** START OF PROVIDED ENTRIES **
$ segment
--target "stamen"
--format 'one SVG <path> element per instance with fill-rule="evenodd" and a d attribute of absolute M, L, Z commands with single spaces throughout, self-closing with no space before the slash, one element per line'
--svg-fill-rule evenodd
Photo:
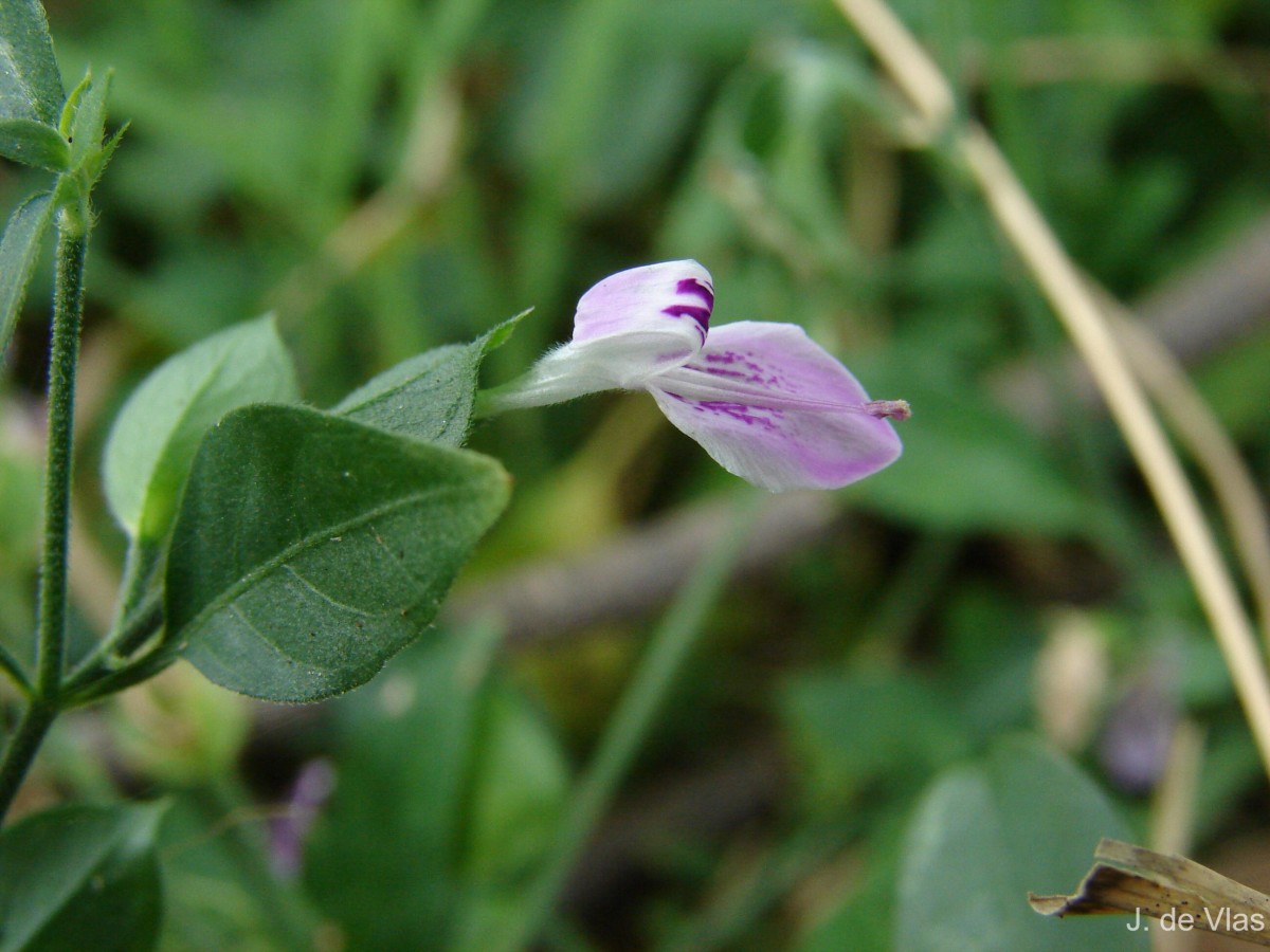
<path fill-rule="evenodd" d="M 913 415 L 913 407 L 907 400 L 871 400 L 865 404 L 865 413 L 879 420 L 888 416 L 893 420 L 907 420 Z"/>

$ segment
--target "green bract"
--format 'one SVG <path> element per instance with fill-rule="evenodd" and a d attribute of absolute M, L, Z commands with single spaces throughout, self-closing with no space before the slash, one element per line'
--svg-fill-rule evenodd
<path fill-rule="evenodd" d="M 39 242 L 52 220 L 52 197 L 33 195 L 9 216 L 0 239 L 0 354 L 9 347 L 27 296 L 27 282 L 39 256 Z"/>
** END OF PROVIDED ENTRIES **
■ **BRIEF**:
Rewrite every line of the records above as a numbered list, skipping blank lines and leaving out the pictures.

■ **TASK ANSWER**:
1. $ segment
2. --target "stamen"
3. --format 'one SVG <path> element per instance with fill-rule="evenodd" and a d attribute of absolute M, L, Z commands with single spaces throughout, self-closing with no space before the slash, one element per line'
4. --svg-fill-rule evenodd
5. Photo:
6. <path fill-rule="evenodd" d="M 913 415 L 913 407 L 907 400 L 871 400 L 865 404 L 865 413 L 879 420 L 888 416 L 893 420 L 907 420 Z"/>
7. $ segment
8. --target "green bract"
9. --format 'one SVG <path> element per instance with fill-rule="evenodd" and a d attribute of absolute M, L, Z commands with single spaces throughout, self-closing with no space before the slash, one element per line'
10. --svg-fill-rule evenodd
11. <path fill-rule="evenodd" d="M 39 242 L 52 220 L 52 197 L 33 195 L 9 216 L 0 239 L 0 354 L 9 347 L 27 296 L 27 282 L 39 256 Z"/>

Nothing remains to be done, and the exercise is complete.